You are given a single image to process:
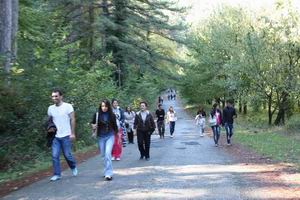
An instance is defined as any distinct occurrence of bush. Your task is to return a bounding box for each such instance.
[285,113,300,131]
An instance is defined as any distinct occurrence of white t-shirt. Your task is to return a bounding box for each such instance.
[48,102,74,138]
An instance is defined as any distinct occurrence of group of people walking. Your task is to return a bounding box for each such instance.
[195,100,237,147]
[47,89,237,181]
[47,89,176,181]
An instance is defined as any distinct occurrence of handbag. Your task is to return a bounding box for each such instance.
[92,112,99,137]
[209,115,217,126]
[46,117,57,147]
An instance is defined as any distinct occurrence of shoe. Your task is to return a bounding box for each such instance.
[72,167,78,176]
[50,175,61,181]
[104,176,112,181]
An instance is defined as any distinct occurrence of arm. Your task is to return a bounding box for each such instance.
[69,111,76,139]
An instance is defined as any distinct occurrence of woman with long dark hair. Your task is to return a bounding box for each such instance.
[92,99,118,181]
[209,103,222,147]
[124,106,135,144]
[167,106,177,138]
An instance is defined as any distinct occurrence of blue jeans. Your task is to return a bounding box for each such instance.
[225,123,233,144]
[211,125,220,144]
[170,122,175,135]
[98,134,115,176]
[52,136,76,176]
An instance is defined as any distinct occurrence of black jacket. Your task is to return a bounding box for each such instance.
[223,106,237,124]
[91,112,118,136]
[133,111,155,134]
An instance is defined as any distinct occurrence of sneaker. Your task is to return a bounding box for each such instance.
[50,175,61,181]
[72,167,78,176]
[104,176,112,181]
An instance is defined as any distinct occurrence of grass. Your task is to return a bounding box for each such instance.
[0,145,96,184]
[234,127,300,169]
[183,98,300,171]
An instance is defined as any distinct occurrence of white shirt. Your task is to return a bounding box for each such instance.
[48,102,74,138]
[167,111,177,122]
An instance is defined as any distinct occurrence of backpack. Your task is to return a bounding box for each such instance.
[209,115,217,126]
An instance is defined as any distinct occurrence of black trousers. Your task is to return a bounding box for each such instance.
[137,131,151,158]
[157,121,165,138]
[127,129,133,143]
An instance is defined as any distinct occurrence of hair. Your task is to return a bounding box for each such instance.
[111,98,118,104]
[52,88,63,96]
[226,99,234,104]
[197,106,204,115]
[140,101,148,107]
[99,99,114,120]
[210,103,219,116]
[126,106,132,113]
[98,99,117,134]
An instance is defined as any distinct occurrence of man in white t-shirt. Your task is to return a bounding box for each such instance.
[48,89,78,181]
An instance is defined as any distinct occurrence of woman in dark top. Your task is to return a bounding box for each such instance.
[209,103,222,147]
[92,100,118,181]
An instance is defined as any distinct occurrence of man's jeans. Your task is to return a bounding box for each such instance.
════
Requirement
Leave images out of the retyped records; keep all else exact.

Task response
You are given a single image to process:
An instance is defined as any distinct occurrence of bush. Your task is to return a bounding box for each such instance.
[285,113,300,131]
An instance is defined as any distinct occurrence of white t-shirt. Your task is to return a bounding box for each such instance.
[48,102,74,138]
An instance is defined as any distinct occurrence of group of people walking. Your task is to return a bounding box for each such instance.
[195,100,237,147]
[47,89,237,181]
[47,89,176,181]
An instance is defined as any distinct occurrence of handbag. Your task is to return a bounding box for each such instance.
[92,112,99,137]
[209,115,217,126]
[46,117,57,147]
An instance is defined as any distinct occurrence of shoe. Your task is to return a bounding box for each such instance.
[72,167,78,176]
[50,175,61,181]
[104,176,112,181]
An instance is defined as any distinct occurrence of arm. Your task is to return a bounding box for each such instance.
[69,111,76,139]
An instance is defined as any distinct occurrence of woman with long dark hair. Your task is to return a bounding box for each such instance.
[92,99,118,181]
[209,103,222,147]
[124,106,135,144]
[167,106,177,138]
An instance is defined as any distinct occurrence of blue jeans. Your task is to return a bounding box for each such instance.
[225,123,233,144]
[211,125,220,144]
[170,122,175,135]
[98,134,115,176]
[52,136,76,176]
An instance is defined as any distinct occurrence of black jacket. Your task is to return a bounding box for each such instance.
[223,106,237,124]
[91,112,118,136]
[133,111,155,134]
An instance is defined as any distinct occurrence of sneaker. Your task is to return a bounding box for each such instance.
[50,175,61,181]
[72,167,78,176]
[104,176,112,181]
An instance is defined as any distinct occurrence of grass. Your task is to return a bounding box for each such instance.
[0,145,96,184]
[234,127,300,169]
[183,98,300,171]
An instance is defined as any distinct occurrence of white shirt. Your task is to return a bounding box for each such instance.
[48,102,74,138]
[167,111,177,122]
An instance is defined as any distinct occurrence of backpack. Your task is to return a bounding box for each such instance.
[209,115,217,126]
An instance is defined as any distinct occurrence of black trousers. Your task is to return a bounding box for each such instance.
[137,131,151,158]
[157,121,165,138]
[127,129,133,143]
An instance is defined as any distinct occurrence of hair. Your task is to return a bounding box for each such instance.
[111,98,118,104]
[52,88,63,96]
[226,99,234,104]
[197,106,204,115]
[140,101,148,107]
[99,99,114,120]
[210,103,219,116]
[126,106,132,113]
[98,99,117,134]
An instance is defined as any distinct occurrence of man in white t-shirt. Your task is to return a bounding box for each such instance.
[48,89,78,181]
An instance is defined as any distinct occurrence of woman in dark top. Your task is to return a bounding box for each such instance.
[209,103,222,147]
[92,100,118,181]
An instance is defined as any distinct occurrence of man's jeans. Your task is to return a bounding box for each such instance.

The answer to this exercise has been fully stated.